** Exercise text follows **

Reduce neuroinflammation and slow progression

Trial ID
NCT07157735
Official Title
Anti-inflammatory Intervention With Dapansutrile (OLT1177®) for Parkinson's Disease Modification (DAPA-PD): A Randomised Double-Blind, Placebo-Controlled Phase II Trial
Goal
Reduce neuroinflammation and slow progression
Phase
PHASE2
Status
RECRUITING
Sponsor
Cambridge University Hospitals NHS Foundation Trust
Study Type
INTERVENTIONAL
Enrollment
36 participants
Conditions
Parkinson Disease
Interventions
dapansutrile, placebo

Plain-Language Summary

The goal is to slow or modify early Parkinson's by reducing harmful brain inflammation that may drive nerve cell damage and symptom progression. The approach gives oral dapansutrile (OLT1177) versus placebo; dapansutrile blocks the NLRP3 inflammasome to lower inflammatory cytokines like IL-1β and IL-18, aiming to dampen microglial-driven inflammation, and it is tested alongside usual care so people can be drug-naive or remain on a stable dopaminergic regimen. They are looking for people aged 50 to 80 with clinically established early PD under 5 years and Hoehn and Yahr stage ≤2, who have hsCRP >1 mg/L, and who meet safety requirements such as no recent immunosuppressive therapy, no active infections or autoimmune disease, and PET-MRI compatibility.

Locations

  • John Van Geest Centre for Brain Repair, Cambridge, United Kingdom

Frequently Asked Questions

What is this trial testing?

** End of Exercise text **

Required action 1: According to the dapansutrile Parkinson's trial listing, how many participants will the trial enroll?
Required action 2: From the dapansutrile Parkinson's trial listing, extract the passage word for word, starting with "The goal is" and going on through "and PET-MRI compatibility.".
Required action 3: Continue the dapansutrile Parkinson's trial listing, picking up after its final line.

** Source data follows **

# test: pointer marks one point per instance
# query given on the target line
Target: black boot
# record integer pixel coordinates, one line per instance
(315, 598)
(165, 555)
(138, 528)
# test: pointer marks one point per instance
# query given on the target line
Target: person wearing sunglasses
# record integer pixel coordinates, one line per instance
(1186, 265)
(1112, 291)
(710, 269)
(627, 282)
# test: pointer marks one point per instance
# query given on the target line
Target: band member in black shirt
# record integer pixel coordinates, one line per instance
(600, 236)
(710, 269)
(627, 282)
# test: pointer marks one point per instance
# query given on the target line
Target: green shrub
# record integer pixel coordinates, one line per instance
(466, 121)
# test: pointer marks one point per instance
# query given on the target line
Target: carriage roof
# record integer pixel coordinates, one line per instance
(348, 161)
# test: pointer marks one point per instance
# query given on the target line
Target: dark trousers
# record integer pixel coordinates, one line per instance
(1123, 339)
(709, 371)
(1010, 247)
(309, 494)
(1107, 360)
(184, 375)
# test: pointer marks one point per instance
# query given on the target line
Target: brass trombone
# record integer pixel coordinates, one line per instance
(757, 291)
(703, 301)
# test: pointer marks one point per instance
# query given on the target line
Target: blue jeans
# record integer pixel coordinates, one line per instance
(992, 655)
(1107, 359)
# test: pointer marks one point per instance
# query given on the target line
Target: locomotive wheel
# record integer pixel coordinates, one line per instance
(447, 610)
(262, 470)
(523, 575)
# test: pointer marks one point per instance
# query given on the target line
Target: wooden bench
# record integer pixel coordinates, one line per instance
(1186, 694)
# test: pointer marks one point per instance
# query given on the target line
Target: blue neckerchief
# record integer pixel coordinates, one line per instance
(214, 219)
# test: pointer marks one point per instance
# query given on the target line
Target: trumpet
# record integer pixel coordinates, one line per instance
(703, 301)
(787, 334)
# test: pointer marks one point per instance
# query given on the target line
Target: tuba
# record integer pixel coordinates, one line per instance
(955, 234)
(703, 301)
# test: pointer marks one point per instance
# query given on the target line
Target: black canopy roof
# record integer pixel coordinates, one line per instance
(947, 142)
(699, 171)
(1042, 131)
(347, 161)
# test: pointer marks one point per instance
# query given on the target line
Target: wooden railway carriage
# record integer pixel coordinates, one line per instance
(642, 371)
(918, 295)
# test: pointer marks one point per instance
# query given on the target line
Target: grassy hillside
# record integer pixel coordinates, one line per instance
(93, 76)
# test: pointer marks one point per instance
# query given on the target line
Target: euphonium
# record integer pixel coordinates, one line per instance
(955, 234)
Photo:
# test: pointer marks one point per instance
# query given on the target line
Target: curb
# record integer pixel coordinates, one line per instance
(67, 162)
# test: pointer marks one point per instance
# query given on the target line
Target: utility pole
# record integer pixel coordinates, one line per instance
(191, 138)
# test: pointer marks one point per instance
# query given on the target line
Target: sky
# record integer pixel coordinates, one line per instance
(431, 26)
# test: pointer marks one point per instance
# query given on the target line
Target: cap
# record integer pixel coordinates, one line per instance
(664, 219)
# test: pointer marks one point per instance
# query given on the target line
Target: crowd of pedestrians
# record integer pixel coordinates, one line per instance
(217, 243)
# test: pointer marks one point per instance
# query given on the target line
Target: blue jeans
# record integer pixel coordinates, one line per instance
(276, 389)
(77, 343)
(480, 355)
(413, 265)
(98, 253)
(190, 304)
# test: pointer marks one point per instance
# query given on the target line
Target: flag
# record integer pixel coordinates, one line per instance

** End of Source data **

Written response 1: 36 participants

Written response 2:
The goal is to slow or modify early Parkinson's by reducing harmful brain inflammation that may drive nerve cell damage and symptom progression. The approach gives oral dapansutrile (OLT1177) versus placebo; dapansutrile blocks the NLRP3 inflammasome to lower inflammatory cytokines like IL-1β and IL-18, aiming to dampen microglial-driven inflammation, and it is tested alongside usual care so people can be drug-naive or remain on a stable dopaminergic regimen. They are looking for people aged 50 to 80 with clinically established early PD under 5 years and Hoehn and Yahr stage ≤2, who have hsCRP >1 mg/L, and who meet safety requirements such as no recent immunosuppressive therapy, no active infections or autoimmune disease, and PET-MRI compatibility.

Written response 3:
This trial is studying dapansutrile. The goal is to slow or modify early Parkinson's by reducing harmful brain inflammation that may drive nerve cell damage and symptom progression. The approach gives oral dapansutrile (OLT1177) versus placebo; dapansutrile blocks the NLRP3 inflammasome to lower inflammatory cytokines like IL-1β and IL-18, aiming to dampen microglial-driven inflammation, and it is tested alongside usual care so people can be drug-naive or remain on a stable dopaminergic regimen. They are looking for people aged 50 to 80 with clinically established early PD under 5 years and Hoehn and Yahr stage ≤2, who have hsCRP >1 mg/L, and who meet safety requirements such as no recent immunosuppressive therapy, no active infections or autoimmune disease, and PET-MRI compatibility.
Who can participate?
Participants must be between 50 Years and 80 Years.
Where is this trial located?
This trial is recruiting at 1 location.
Does it cost anything to join?
No. There is no cost to participate. Study-related care and treatment are provided at no charge.
How long does the trial last?
This Phase 2 trial is estimated to last approximately 1 year and 6 months.